- _情報の活用_:
1. バルバドスの歴史に関する本文に記された西暦年を、登場する順にすべて挙げてください。
2. バルバドスの歴史に関する本文のうち、「3.3. 17世紀のイギリスによる植民地化」という語句を含む箇所から始め、「も含まれていたとされている。」の後で終わる部分を、一字一句変えずに返してください。
3. バルバドスの歴史に関する本文を、最後の文の後から書き継いでください。

- _本文_:
:::
1511年には、スペインの地図にバルバドスが初めて記載された。ポルトガルは1532年から1536年の間に島の領有を主張したが、1620年には放棄した。彼らが島に残した唯一の痕跡は、島を訪れた際に食料供給源となるようイノシシを導入したことであった。
3.3. 17世紀のイギリスによる植民地化

1625年5月14日、ジョン・パウエル船長が指揮するイギリス船オリーブ・ブロッサム号がバルバドスに到着し、船員たちはジェームズ1世国王の名において島の領有を宣言した。恒久的な入植は1627年2月17日、現在のホールタウン(当時はジェームズタウンと呼ばれた)付近から始まった。この最初の入植は、ジョン・パウエルの弟であるヘンリー・パウエルに率いられた80人の入植者と10人のイギリス人年季奉公人からなる集団によって行われた。一部の資料では、これらの最初の入植者の中にアフリカ人も含まれていたとされている。
:::
[保存済みデータ項目]

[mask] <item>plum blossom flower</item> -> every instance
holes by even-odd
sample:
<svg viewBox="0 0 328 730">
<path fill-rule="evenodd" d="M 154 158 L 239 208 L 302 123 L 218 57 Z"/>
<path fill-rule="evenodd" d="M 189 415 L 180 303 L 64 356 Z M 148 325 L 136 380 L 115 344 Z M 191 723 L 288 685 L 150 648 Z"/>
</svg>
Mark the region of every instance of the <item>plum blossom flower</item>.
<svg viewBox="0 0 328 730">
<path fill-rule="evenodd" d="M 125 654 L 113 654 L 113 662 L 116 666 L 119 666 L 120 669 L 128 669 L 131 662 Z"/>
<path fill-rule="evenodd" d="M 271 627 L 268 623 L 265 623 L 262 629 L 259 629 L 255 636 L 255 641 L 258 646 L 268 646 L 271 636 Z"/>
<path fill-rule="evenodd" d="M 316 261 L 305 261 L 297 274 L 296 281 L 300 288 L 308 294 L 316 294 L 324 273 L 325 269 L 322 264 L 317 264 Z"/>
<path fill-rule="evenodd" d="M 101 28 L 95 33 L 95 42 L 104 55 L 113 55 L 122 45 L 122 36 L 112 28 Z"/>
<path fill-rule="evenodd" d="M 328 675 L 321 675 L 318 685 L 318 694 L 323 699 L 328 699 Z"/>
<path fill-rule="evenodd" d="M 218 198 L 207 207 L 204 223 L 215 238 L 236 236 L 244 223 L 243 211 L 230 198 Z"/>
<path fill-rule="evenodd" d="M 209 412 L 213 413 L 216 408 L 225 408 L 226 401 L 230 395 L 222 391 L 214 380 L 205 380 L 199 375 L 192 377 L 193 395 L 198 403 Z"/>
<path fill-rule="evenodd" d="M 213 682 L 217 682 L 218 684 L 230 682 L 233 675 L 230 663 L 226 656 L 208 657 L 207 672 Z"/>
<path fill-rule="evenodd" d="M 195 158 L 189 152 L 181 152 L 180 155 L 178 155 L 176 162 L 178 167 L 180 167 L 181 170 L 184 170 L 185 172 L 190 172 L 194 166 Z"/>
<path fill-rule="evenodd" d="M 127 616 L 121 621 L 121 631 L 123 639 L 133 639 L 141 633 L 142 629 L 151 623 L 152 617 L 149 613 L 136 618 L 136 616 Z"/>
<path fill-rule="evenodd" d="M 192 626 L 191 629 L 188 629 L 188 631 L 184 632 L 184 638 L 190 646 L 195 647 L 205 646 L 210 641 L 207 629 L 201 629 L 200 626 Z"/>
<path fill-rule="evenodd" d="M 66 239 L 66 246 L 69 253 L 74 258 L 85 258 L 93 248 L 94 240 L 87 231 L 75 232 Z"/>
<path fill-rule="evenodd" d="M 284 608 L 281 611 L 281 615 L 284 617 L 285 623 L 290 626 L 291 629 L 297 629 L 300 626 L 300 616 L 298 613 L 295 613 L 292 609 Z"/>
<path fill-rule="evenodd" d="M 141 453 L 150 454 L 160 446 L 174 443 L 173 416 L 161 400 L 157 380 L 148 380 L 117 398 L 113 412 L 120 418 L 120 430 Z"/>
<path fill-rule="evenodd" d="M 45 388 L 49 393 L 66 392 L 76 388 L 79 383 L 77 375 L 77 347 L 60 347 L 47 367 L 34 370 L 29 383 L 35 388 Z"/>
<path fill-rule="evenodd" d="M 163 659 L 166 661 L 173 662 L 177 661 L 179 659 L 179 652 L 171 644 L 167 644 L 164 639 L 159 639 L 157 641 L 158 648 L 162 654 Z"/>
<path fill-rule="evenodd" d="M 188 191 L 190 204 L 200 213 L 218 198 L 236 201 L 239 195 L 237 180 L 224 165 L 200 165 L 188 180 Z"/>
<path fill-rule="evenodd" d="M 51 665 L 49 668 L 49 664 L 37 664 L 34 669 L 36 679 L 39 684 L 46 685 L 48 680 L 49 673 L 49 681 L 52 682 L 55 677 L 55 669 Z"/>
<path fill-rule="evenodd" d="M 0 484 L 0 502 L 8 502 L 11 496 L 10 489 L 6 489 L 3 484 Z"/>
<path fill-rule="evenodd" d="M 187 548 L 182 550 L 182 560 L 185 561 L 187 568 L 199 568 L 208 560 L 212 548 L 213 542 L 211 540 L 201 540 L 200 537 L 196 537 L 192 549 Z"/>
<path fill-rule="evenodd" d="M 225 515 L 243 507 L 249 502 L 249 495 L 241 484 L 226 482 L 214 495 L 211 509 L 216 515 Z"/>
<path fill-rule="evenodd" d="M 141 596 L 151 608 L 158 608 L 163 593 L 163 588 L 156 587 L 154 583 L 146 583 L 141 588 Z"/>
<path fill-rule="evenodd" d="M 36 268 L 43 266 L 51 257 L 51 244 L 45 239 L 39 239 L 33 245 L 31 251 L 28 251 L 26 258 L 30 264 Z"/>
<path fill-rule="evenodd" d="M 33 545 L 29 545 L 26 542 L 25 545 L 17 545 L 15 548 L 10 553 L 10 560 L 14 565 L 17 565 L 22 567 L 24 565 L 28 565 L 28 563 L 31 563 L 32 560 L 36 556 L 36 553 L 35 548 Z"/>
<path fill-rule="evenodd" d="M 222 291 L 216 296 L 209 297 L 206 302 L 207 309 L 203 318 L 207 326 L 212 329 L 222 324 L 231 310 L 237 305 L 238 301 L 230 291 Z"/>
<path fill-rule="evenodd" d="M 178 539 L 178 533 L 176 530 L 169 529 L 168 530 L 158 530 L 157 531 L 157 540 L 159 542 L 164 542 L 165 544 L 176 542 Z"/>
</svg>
:::
- _練習問題の解答_:
1. 1511年、1532年、1536年、1620年、1625年、1627年

2.
3.3. 17世紀のイギリスによる植民地化

1625年5月14日、ジョン・パウエル船長が指揮するイギリス船オリーブ・ブロッサム号がバルバドスに到着し、船員たちはジェームズ1世国王の名において島の領有を宣言した。恒久的な入植は1627年2月17日、現在のホールタウン(当時はジェームズタウンと呼ばれた)付近から始まった。この最初の入植は、ジョン・パウエルの弟であるヘンリー・パウエルに率いられた80人の入植者と10人のイギリス人年季奉公人からなる集団によって行われた。一部の資料では、これらの最初の入植者の中にアフリカ人も含まれていたとされている。

3.
この植民地は専売植民地として設立され、ロンドンの商人であったウィリアム・カーテン卿によって資金提供された。カーテンはバルバドスや他のいくつかの島の所有権を取得していた。初期の入植者は実質的には小作人であり、彼らの労働による利益の多くはカーテンと彼の会社に還元された。カーテンの所有権は後に「バルバドス大強奪」と呼ばれる事件で、ジェームズ・ヘイ(初代カーライル伯爵)に移譲された。カーライル伯はヘンリー・ホーリーを総督に任命し、ホーリーは1639年にバルバドス代議院を設立した。これは、彼の物議を醸す任命に反対する可能性のあったプランターたちを懐柔するための努力であった。
1640年から1660年にかけての期間、西インド諸島はアメリカ大陸へのイギリス人移民全体の3分の2以上を引き寄せた。1650年までに西インド諸島には44,000人の入植者がいたのに対し、チェサピーク湾岸には12,000人、ニューイングランドには23,000人であった。イギリスから到着した者の多くは年季奉公人であり、5年間の労働の後、通常は物品で約10ポンド相当の「自由契約金」を与えられた。1630年代半ば以前には、彼らは5 acre から 10 acreの土地も受け取ったが、その後は島が満杯になり、自由な土地はなくなった。初期の土地利用は主にタバコと綿花の栽培であったが、チェサピーク湾岸でのタバコ生産拡大に伴い、1630年代にタバコ価格が下落した。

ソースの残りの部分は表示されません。